## WORK ITEM:
All entries must be extracted exactly, with nothing added or dropped.

## INPUT DATA:
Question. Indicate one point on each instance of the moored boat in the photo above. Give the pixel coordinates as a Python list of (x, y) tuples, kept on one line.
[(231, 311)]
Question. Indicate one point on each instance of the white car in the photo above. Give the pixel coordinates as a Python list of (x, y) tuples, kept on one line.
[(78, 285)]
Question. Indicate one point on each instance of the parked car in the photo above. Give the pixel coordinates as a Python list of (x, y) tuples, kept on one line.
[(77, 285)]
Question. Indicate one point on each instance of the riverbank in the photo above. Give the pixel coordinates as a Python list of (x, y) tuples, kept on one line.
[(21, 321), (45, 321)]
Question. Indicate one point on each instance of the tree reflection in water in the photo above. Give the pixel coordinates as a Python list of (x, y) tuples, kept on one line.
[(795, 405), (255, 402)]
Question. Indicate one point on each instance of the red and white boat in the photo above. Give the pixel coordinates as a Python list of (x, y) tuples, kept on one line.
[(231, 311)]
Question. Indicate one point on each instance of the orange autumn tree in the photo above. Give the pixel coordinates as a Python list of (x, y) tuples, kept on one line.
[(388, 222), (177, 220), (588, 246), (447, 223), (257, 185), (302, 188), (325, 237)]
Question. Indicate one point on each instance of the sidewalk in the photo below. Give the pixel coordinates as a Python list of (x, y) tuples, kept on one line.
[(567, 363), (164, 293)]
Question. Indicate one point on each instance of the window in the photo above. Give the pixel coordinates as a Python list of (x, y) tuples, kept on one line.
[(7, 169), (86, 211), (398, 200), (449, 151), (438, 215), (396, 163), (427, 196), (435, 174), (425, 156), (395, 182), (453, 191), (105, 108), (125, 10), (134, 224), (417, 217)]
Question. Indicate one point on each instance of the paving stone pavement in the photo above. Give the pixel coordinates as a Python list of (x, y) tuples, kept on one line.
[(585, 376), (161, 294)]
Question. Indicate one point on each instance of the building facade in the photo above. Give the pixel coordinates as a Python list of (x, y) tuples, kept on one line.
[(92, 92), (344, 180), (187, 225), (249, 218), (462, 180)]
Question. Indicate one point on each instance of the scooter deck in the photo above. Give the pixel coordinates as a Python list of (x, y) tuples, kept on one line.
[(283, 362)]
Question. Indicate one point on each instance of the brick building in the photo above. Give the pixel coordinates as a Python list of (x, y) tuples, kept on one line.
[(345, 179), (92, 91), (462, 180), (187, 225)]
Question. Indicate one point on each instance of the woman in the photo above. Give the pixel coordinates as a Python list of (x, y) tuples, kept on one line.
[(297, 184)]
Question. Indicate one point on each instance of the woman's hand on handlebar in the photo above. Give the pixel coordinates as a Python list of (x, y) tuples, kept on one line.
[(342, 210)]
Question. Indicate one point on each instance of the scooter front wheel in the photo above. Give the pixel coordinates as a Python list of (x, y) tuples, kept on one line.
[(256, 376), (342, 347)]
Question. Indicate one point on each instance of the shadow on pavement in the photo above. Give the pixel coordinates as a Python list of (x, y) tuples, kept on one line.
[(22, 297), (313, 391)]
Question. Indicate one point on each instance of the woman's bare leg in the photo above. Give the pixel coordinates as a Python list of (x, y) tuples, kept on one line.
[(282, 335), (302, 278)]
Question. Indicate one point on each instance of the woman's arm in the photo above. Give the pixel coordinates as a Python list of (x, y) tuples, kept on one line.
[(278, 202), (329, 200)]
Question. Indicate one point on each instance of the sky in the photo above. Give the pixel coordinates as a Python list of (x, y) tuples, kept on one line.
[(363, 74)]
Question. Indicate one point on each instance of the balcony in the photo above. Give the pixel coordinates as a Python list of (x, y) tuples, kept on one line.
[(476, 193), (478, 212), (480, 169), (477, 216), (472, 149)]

## TASK RESPONSE:
Question. Indicate one point on each instance of the moored boat in the photo above. Give the pixel coordinates as a Python list of (x, y) tuples, kept on one line.
[(231, 311)]
Question. Indicate one point on each instance of the white car in the photo above. Give the pixel coordinates as a Python list of (x, y) tuples, kept on one line.
[(78, 285)]
Question. Indicate one point on each instance of the parked car in the photo above. Give the pixel coordinates as a Python list of (x, y) tuples, kept on one line.
[(77, 285)]
Question. Indicate one point on each instance of the riverbank in the photo above. Give the pixel coordinates as a Python list of (x, y) tuples, kept on one line.
[(21, 321), (45, 321)]
Question. Indicate one point on each instance of the tree reflection in water in the photo above. Give the pixel coordinates as a Python list of (x, y) tuples, kept on one line.
[(795, 405), (255, 402)]
Question. Indicate one point on each instance of the red and white boat in the photo above. Give the pixel coordinates as a Python list of (x, y) tuples, kept on one line.
[(231, 311)]
Question. Indicate one point on each instance of the orange autumn tree in the photo above. Give the pixel coordinates as a Python list of (x, y) tuples, kept on one line.
[(388, 222), (177, 220), (588, 246), (447, 223), (257, 185), (302, 188), (325, 237)]
Question. Indicate one point on each instance of the sidewalk in the photo below. Give the pixel coordinates as a Python list of (x, y) tuples, kept on one line.
[(567, 363), (164, 293)]
Question. Indicate one point on each instance of the window in the photo above. Give the pixel coordinates as a Python list of (x, y) tuples, kept on one line.
[(7, 169), (86, 211), (398, 200), (449, 151), (438, 215), (396, 163), (427, 196), (435, 174), (425, 156), (395, 182), (453, 191), (105, 108), (125, 10), (134, 224), (417, 217)]
Question. Indicate one point on each instance of the paving stone pavement in the photo above. Give the pixel coordinates as a Python list of (x, y) tuples, kept on one line.
[(585, 376), (161, 294)]
Question. Indicate one point on each instance of the building facade in the photo above. Give the pixel coordinates as a Python list of (x, y) tuples, kept on one line.
[(92, 92), (344, 180), (187, 225), (249, 218), (462, 180)]
Question. Indicate one point on each instance of the scooter deck in the photo above. Give the pixel coordinates as a Python list of (x, y) tuples, kept on one line.
[(283, 362)]
Question. Indicate one point on each instance of the brick building in the photo above. Give the pixel coordinates as a Python list of (x, y) tuples, kept on one line.
[(345, 179), (92, 91), (462, 180), (187, 225)]
Question. Indicate one point on each instance of the woman in the photo above. Give the pixel coordinates as a Python list of (x, y) tuples, kept on one line.
[(297, 184)]
Question. Indicate one point on each instance of the woman's hand on handlebar in the photo above. Give the pixel coordinates as a Python list of (x, y) tuples, kept on one line.
[(342, 210)]
Question. Indicate one point on each instance of the scooter front wheel in the photo above. Give the pixel coordinates as a Python list of (x, y) tuples, kept on one line.
[(256, 376), (342, 347)]
Question. Indicate one point on each instance of the shadow on pavement in the photo above. Give the pixel coordinates as a Python list of (x, y) tuples, kept on one line.
[(22, 297), (313, 391)]
Question. Indicate one point on each instance of the woman's bare leg in the photo above. Give the pixel coordinates as a Python list of (x, y) tuples, kept on one line.
[(282, 335), (302, 278)]
Question. Indicate one point on each instance of the woman's arm in the photo above. Give the pixel coordinates as a Python list of (x, y) tuples, kept on one line.
[(278, 202), (329, 200)]
Question. Indicate one point on each instance of the sky in the photo above. Give the pixel coordinates as a Python list of (x, y) tuples, kept on one line.
[(363, 74)]
Question. Indicate one point on each instance of the balcony in the photo above. Give the pixel coordinates as a Python list of (x, y) tuples, kept on one line.
[(476, 193), (478, 212), (480, 169), (477, 216), (472, 149)]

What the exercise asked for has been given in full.